___ Trecho para leitura

A situação, agora, era ainda mais desesperadora. Porém, um dos sobreviventes reagiu, a fim de elevar o moral do combalido grupo. Gustavo Nicolich teria afirmado, para os demais, que aquela era, afinal de contas, uma boa notícia, porque isso significava que os sobreviventes sairiam dali por conta própria. E, de fato, foi exatamente isso o que eles fizeram. Após tentativas falhas de sair do local, decidiram que o melhor era esperar até que as temperaturas aumentassem um pouco, já que não tinham roupas nem equipamentos próprios para andar na neve. Imagine ter que andar o dia inteiro sob ventos fortes com os pés na neve sem calçados apropriados e depois dormir a noite sem abrigo, é um desafio dos grandes. Por conta disso, após quase dois meses procurando por uma solução, 3 dos sobreviventes decidiram buscar ajuda. Após um certo tempo perceberam que o caminho seria mais longo do que pensavam e decidiram mandar um deles de volta ao avião para economizar comida. Assim, após 10 dias de caminhada, Nando Parrado e Roberto Canessa conseguiram encontrar ajuda.

______
___ Informações fornecidas

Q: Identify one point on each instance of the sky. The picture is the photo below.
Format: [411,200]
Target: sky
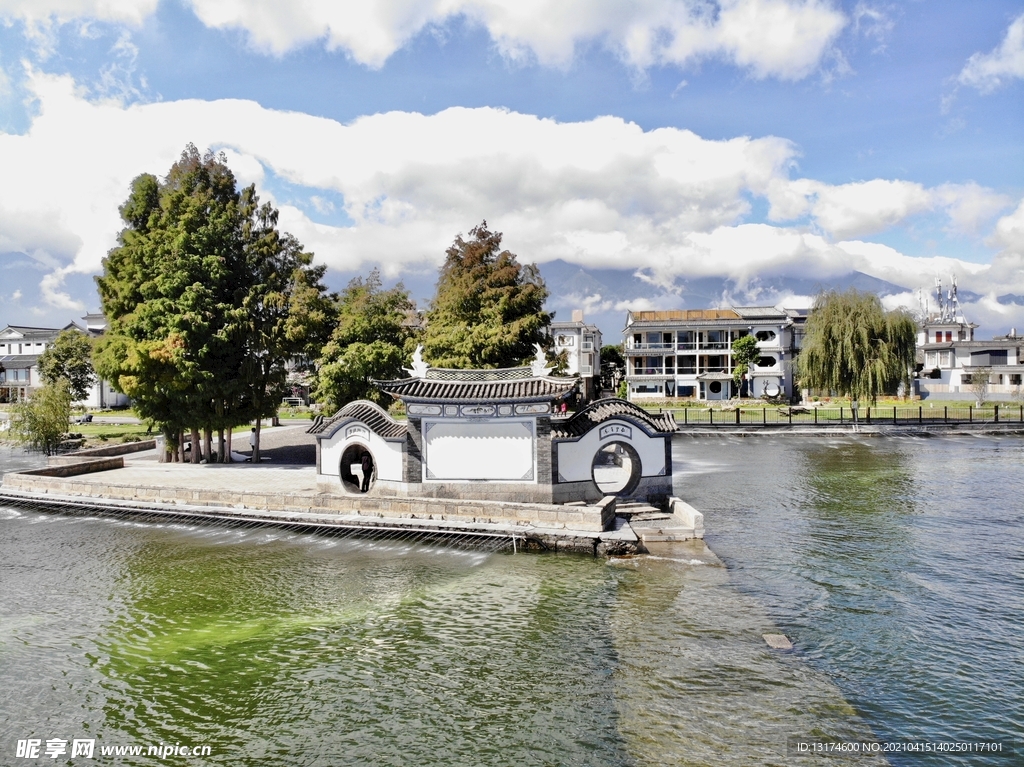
[748,140]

______

(Objetivos):
1. Quais pessoas aparecem com nome no trecho sobre os sobreviventes? Liste todas.
2. Dê seguimento ao trecho sobre os sobreviventes a partir da última frase.
O material foi tirado de outra fonte.

(Respostas por tarefa):
1. Gustavo Nicolich, Nando Parrado e Roberto Canessa.

2.
Nos dias 22 e 23 de dezembro, 72 dias após o acidente, o grupo de 16 sobreviventes foi finalmente resgatado de helicóptero. Esses sobreviventes foram tratados como heróis, e os atos de canibalismo em momento algum foram questionados; afinal de contas, quem não agiria assim numa situação dessas? Porém, essa situação criou, no mínimo, uma saia-justa para as autoridades responsáveis pelo resgate, já que elas condenaram à morte dezenas de pessoas, por sua falta de empenho; e as que sobreviveram, o fizeram apesar dos órgãos estatais, contando apenas com sua própria tenacidade.

De fato, esse caso representa bem o funcionamento do estado. A máquina estatal, supostamente, existe para beneficiar a população. Para tanto, agências reguladoras e órgãos de controle são criados - tudo em prol do povo, naturalmente. Desses entes burocráticos, espera-se a excelência na preservação da vida humana, e que todos os esforços sejam movidos, quando se trata de salvar vidas inocentes. Contudo, a realidade aponta para o lado oposto: órgãos burocráticos são, apenas, pura burocracia.

Não são raros os casos em que agências de controle de saúde são responsáveis por prejuízos à saúde da população; ou em que órgãos de gestão de dados são responsáveis pelo vazamento de informações sensíveis. E também não são nada escassas as situações em que entidades estatais parecem fazer corpo mole, mesmo em temas tão sensíveis, quanto a sobrevivência de pessoas no meio da Cordilheira dos Andes.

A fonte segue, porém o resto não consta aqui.